_YOUR TASK_: Could you pull out, verbatim and with nothing else, the lines of the listing from the one containing "</instance>" up to and including the final line of the listing?

_AVAILABLE RECORDS_:
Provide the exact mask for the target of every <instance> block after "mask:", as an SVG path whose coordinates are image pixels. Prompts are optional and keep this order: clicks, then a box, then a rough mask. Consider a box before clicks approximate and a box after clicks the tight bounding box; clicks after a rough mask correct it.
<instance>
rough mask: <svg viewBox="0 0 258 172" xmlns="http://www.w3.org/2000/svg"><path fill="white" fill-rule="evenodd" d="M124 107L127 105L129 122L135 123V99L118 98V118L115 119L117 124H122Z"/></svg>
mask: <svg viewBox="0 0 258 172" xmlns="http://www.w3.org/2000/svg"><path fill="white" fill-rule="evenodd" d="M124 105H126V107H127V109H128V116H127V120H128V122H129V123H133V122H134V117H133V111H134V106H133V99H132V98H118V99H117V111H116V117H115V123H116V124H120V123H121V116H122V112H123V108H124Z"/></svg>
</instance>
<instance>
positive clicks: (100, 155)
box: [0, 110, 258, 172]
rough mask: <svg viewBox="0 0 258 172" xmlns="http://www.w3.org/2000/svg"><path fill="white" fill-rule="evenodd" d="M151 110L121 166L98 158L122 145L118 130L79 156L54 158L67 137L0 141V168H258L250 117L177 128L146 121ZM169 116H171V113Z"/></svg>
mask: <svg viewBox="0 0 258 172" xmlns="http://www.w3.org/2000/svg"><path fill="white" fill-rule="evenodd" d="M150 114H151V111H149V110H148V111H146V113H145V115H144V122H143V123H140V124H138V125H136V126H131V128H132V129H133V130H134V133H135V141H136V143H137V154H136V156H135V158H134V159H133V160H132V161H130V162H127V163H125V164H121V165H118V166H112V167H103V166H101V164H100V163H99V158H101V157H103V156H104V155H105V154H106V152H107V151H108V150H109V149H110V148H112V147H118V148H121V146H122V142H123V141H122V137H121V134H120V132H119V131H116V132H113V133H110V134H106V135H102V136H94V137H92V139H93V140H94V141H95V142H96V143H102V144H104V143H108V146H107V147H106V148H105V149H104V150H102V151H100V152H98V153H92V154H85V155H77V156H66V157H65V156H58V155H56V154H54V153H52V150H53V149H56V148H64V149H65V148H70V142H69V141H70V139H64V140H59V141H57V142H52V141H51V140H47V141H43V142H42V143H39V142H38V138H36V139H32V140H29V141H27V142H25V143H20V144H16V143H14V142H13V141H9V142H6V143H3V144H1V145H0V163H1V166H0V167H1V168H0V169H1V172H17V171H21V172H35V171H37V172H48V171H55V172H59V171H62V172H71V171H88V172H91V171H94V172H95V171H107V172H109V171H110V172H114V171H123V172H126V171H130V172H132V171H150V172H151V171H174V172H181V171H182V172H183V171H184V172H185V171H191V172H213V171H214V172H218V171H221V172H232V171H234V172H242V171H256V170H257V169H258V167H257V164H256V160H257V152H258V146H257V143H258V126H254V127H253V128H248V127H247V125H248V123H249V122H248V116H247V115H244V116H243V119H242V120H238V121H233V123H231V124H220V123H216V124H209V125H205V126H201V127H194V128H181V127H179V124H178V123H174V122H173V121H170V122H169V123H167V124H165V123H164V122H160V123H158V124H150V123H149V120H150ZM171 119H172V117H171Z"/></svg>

_RESULT FOR THIS TASK_:
</instance>
<instance>
positive clicks: (100, 155)
box: [0, 110, 258, 172]
rough mask: <svg viewBox="0 0 258 172" xmlns="http://www.w3.org/2000/svg"><path fill="white" fill-rule="evenodd" d="M151 110L121 166L98 158L122 145L118 130L79 156L54 158L67 137L0 141V168H258L250 117L177 128L146 121ZM169 116H171V113Z"/></svg>
mask: <svg viewBox="0 0 258 172" xmlns="http://www.w3.org/2000/svg"><path fill="white" fill-rule="evenodd" d="M150 114H151V111H149V110H148V111H146V113H145V115H144V122H143V123H140V124H138V125H136V126H131V128H132V129H133V130H134V133H135V141H136V143H137V154H136V156H135V158H134V159H133V160H132V161H130V162H127V163H125V164H121V165H118V166H112V167H103V166H101V164H100V163H99V158H101V157H103V156H104V155H105V154H106V152H107V151H108V150H109V149H110V148H112V147H118V148H121V146H122V142H123V141H122V137H121V134H120V132H119V131H116V132H113V133H110V134H106V135H102V136H94V137H92V139H93V140H94V141H95V142H96V143H102V144H104V143H108V146H107V147H106V148H105V149H104V150H102V151H100V152H98V153H92V154H85V155H77V156H66V157H65V156H58V155H56V154H54V153H52V150H53V149H56V148H64V149H65V148H70V142H69V141H70V139H64V140H59V141H57V142H52V141H51V140H47V141H43V142H42V143H39V142H38V138H36V139H32V140H29V141H27V142H25V143H20V144H16V143H14V142H13V141H9V142H6V143H3V144H1V145H0V163H1V166H0V167H1V168H0V169H1V172H17V171H21V172H35V171H37V172H48V171H55V172H59V171H62V172H71V171H88V172H91V171H94V172H95V171H107V172H109V171H110V172H114V171H123V172H126V171H130V172H132V171H150V172H151V171H174V172H181V171H182V172H183V171H184V172H185V171H191V172H213V171H214V172H218V171H221V172H232V171H234V172H242V171H256V170H257V169H258V167H257V164H256V160H257V152H258V146H257V143H258V126H254V127H253V128H248V127H247V125H248V123H249V122H248V116H247V115H244V116H243V119H242V120H238V121H233V123H231V124H220V123H216V124H209V125H205V126H201V127H194V128H181V127H179V124H178V123H174V122H173V121H170V122H169V123H167V124H165V123H164V122H160V123H158V124H150V123H149V120H150ZM171 119H172V117H171Z"/></svg>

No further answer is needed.